BRIEF: Render the entries as a numbered list, from the first line up to and including the line with "0, 0, 299, 126", skipping blank lines and leaving out the pictures.

▼

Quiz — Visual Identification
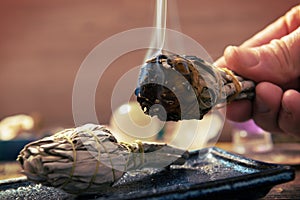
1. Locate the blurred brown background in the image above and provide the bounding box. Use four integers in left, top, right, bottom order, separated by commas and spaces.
0, 0, 299, 126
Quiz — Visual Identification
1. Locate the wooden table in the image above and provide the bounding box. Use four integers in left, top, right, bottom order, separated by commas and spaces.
0, 143, 300, 200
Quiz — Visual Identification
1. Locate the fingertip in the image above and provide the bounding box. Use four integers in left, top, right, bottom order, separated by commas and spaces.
278, 90, 300, 135
253, 82, 282, 132
226, 100, 252, 122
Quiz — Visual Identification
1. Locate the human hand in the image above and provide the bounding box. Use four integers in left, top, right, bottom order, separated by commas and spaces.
215, 5, 300, 135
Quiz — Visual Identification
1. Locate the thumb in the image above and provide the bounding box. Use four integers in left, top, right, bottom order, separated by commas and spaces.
224, 27, 300, 87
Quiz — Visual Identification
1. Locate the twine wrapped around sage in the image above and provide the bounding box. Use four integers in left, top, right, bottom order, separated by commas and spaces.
17, 124, 188, 194
135, 54, 255, 121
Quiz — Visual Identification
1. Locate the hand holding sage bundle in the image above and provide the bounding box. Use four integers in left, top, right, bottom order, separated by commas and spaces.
136, 54, 255, 121
18, 124, 188, 194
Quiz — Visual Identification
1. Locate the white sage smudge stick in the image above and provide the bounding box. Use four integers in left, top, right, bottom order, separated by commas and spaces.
135, 53, 255, 121
18, 124, 188, 194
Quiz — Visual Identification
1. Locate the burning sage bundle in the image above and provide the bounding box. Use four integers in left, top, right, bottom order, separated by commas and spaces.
135, 54, 255, 121
18, 124, 188, 194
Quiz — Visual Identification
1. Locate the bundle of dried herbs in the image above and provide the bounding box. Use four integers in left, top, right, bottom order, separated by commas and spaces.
135, 54, 255, 121
18, 124, 188, 194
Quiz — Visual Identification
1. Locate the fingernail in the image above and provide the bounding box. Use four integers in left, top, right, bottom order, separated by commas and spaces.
255, 97, 270, 113
281, 101, 292, 115
224, 46, 259, 67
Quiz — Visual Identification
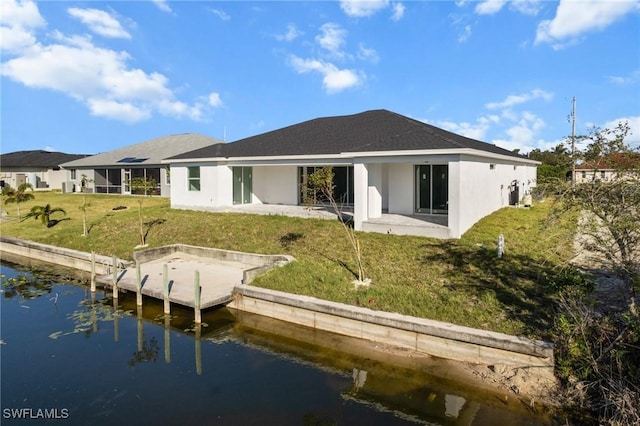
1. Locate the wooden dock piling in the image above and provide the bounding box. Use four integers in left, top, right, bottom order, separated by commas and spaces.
193, 271, 202, 324
91, 250, 96, 293
113, 254, 118, 299
164, 315, 171, 364
136, 262, 142, 306
162, 263, 171, 315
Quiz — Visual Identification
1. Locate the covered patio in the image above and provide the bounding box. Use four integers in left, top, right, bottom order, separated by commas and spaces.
207, 204, 451, 238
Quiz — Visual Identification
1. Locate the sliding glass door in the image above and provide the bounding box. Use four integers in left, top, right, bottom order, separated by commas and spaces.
415, 164, 449, 214
233, 167, 253, 204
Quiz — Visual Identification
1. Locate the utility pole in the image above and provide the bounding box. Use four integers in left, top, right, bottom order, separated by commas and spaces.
571, 96, 576, 185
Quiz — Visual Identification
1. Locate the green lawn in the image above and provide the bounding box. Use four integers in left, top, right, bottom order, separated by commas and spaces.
1, 192, 575, 338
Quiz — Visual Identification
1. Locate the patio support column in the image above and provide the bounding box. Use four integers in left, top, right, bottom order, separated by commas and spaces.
447, 160, 460, 238
367, 163, 382, 219
353, 163, 369, 231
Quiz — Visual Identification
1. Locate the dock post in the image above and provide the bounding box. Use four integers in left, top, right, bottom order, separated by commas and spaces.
162, 263, 171, 314
195, 324, 202, 376
136, 262, 142, 306
113, 298, 120, 342
113, 254, 118, 299
193, 271, 202, 324
164, 315, 171, 364
91, 250, 96, 293
137, 305, 144, 352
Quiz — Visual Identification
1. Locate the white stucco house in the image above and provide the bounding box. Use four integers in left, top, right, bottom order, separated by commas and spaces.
62, 133, 222, 197
0, 150, 86, 191
163, 110, 540, 238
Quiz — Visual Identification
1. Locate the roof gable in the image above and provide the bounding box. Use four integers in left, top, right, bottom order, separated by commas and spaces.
63, 133, 222, 168
0, 150, 87, 168
171, 110, 523, 159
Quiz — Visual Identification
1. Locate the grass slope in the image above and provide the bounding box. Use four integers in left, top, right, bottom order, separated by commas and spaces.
1, 192, 575, 338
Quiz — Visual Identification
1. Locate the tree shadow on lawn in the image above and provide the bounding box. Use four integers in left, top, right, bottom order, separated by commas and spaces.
420, 241, 556, 339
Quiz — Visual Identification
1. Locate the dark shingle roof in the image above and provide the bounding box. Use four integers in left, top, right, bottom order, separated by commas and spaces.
171, 110, 523, 159
63, 133, 222, 169
0, 150, 87, 168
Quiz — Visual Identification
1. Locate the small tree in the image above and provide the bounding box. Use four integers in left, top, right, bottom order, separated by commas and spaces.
25, 204, 67, 228
2, 183, 36, 220
554, 123, 640, 425
129, 177, 157, 247
79, 195, 91, 237
560, 123, 640, 296
304, 166, 371, 285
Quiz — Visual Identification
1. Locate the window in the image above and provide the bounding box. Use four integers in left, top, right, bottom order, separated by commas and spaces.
188, 167, 200, 191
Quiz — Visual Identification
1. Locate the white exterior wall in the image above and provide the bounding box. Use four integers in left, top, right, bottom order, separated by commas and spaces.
456, 158, 536, 238
0, 167, 67, 191
252, 166, 299, 205
388, 163, 415, 215
171, 163, 233, 210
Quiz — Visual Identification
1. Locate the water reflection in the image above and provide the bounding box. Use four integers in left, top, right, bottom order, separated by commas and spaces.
1, 262, 548, 426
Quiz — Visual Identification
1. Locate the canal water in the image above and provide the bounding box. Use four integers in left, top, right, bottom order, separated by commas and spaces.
0, 263, 548, 426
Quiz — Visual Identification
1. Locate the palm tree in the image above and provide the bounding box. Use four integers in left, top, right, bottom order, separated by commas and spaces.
2, 183, 36, 220
25, 204, 67, 228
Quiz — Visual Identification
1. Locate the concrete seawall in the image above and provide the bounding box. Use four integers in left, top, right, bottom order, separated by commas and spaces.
0, 236, 131, 275
0, 237, 554, 378
228, 286, 554, 377
133, 244, 293, 284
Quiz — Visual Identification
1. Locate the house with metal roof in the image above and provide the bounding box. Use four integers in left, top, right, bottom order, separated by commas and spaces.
0, 150, 86, 191
62, 133, 222, 197
569, 152, 640, 183
163, 110, 540, 238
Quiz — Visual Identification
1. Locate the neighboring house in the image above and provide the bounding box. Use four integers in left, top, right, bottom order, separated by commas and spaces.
164, 110, 540, 238
0, 150, 86, 190
569, 152, 640, 183
62, 133, 222, 197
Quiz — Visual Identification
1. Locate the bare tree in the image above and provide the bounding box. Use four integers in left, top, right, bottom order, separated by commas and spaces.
305, 166, 371, 285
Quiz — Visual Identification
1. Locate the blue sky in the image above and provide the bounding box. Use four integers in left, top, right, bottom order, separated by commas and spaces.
0, 0, 640, 154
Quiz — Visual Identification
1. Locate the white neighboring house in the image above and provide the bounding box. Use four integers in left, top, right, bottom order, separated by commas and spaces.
62, 133, 222, 197
163, 110, 540, 238
0, 150, 86, 191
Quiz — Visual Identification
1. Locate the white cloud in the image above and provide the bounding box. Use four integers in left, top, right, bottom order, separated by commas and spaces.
485, 89, 553, 109
509, 0, 541, 16
599, 115, 640, 149
340, 0, 389, 18
151, 0, 172, 13
289, 55, 365, 93
316, 22, 347, 57
606, 69, 640, 85
475, 0, 507, 15
87, 99, 151, 124
430, 115, 500, 140
391, 3, 405, 22
0, 5, 210, 123
535, 0, 640, 49
67, 7, 131, 38
358, 43, 380, 64
458, 25, 471, 43
274, 24, 303, 41
492, 111, 545, 153
207, 8, 231, 21
0, 0, 47, 53
208, 92, 222, 108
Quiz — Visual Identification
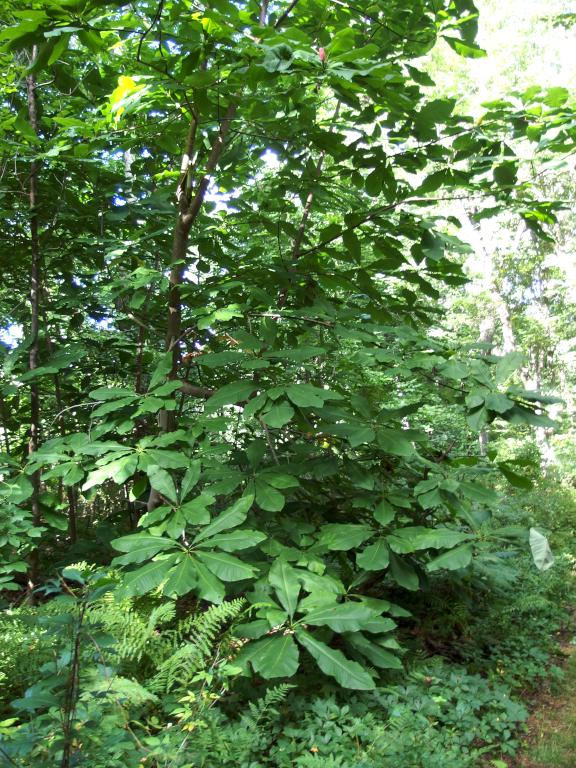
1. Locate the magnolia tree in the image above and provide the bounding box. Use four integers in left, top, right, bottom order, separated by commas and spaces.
0, 0, 571, 689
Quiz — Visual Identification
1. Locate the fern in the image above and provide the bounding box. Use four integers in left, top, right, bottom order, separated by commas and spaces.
242, 683, 295, 731
149, 598, 246, 693
87, 595, 176, 662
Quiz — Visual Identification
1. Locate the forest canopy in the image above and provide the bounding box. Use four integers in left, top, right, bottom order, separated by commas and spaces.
0, 0, 576, 768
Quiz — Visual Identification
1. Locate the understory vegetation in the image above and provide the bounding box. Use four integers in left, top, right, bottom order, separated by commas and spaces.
0, 0, 576, 768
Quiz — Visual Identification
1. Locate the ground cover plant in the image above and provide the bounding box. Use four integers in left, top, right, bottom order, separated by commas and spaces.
0, 0, 574, 768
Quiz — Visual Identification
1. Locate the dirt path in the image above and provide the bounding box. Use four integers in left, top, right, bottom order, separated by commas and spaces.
502, 643, 576, 768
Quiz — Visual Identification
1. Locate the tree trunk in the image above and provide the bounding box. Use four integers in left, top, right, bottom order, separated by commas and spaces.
26, 57, 42, 591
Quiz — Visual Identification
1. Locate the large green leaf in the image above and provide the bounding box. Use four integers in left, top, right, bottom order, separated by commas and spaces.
344, 632, 402, 669
116, 555, 178, 599
196, 550, 256, 581
302, 603, 375, 632
426, 544, 474, 571
268, 560, 300, 618
146, 464, 178, 504
203, 528, 266, 552
296, 628, 376, 691
390, 553, 420, 592
356, 538, 390, 571
318, 523, 372, 551
530, 528, 555, 571
111, 533, 178, 564
194, 493, 254, 544
387, 525, 474, 555
163, 555, 198, 597
240, 634, 299, 680
193, 558, 226, 603
255, 477, 286, 512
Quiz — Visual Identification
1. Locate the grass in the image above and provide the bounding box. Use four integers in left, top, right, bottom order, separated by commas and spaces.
513, 646, 576, 768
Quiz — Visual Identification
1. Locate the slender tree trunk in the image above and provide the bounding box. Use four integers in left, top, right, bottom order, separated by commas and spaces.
478, 316, 495, 457
26, 58, 42, 590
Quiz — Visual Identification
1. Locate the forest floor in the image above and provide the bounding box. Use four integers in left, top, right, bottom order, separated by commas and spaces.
503, 612, 576, 768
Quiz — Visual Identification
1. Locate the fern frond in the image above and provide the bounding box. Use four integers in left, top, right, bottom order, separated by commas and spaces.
149, 598, 246, 693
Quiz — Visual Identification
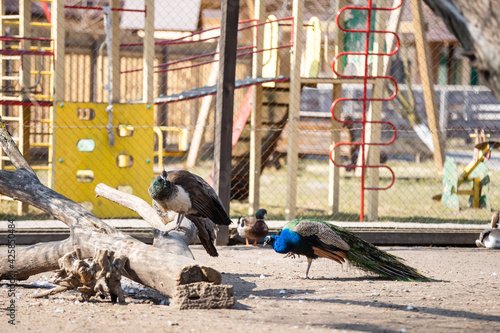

▲

TASK RESPONSE:
1. Quiz — Visual Identification
2. 1. Locate the blurred brown background in the image above and provide the bounding box. Use four integers in left, top, right, bottom order, separated by commas and spaces.
3. 0, 0, 299, 126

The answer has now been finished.